OBJECTIVE: Set out the stretch of entries from the line containing "Question. The photograph above contains instances of the rear" through the end of the entries as a Markdown table. Use the columns No. and Text, with one numbered row per line and blank lines left out.

RECORD LIST:
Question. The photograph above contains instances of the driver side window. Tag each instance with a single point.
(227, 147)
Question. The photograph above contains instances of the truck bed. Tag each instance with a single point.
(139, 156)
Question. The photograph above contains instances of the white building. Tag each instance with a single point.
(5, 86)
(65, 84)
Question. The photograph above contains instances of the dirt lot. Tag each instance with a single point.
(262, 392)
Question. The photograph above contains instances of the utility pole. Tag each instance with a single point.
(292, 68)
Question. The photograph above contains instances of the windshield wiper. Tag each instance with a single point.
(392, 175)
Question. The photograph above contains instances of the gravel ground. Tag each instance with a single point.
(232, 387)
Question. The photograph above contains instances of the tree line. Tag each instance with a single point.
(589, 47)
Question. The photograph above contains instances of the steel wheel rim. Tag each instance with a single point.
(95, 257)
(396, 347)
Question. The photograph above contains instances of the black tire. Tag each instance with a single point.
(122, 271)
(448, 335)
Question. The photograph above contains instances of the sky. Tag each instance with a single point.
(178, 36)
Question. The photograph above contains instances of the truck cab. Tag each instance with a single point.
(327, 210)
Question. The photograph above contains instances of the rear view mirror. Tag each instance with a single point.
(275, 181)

TASK RESPONSE:
| No. | Text |
|---|---|
| 1 | Question. The photograph above contains instances of the rear view mirror. Tag each instance with a single point. |
| 2 | (275, 181) |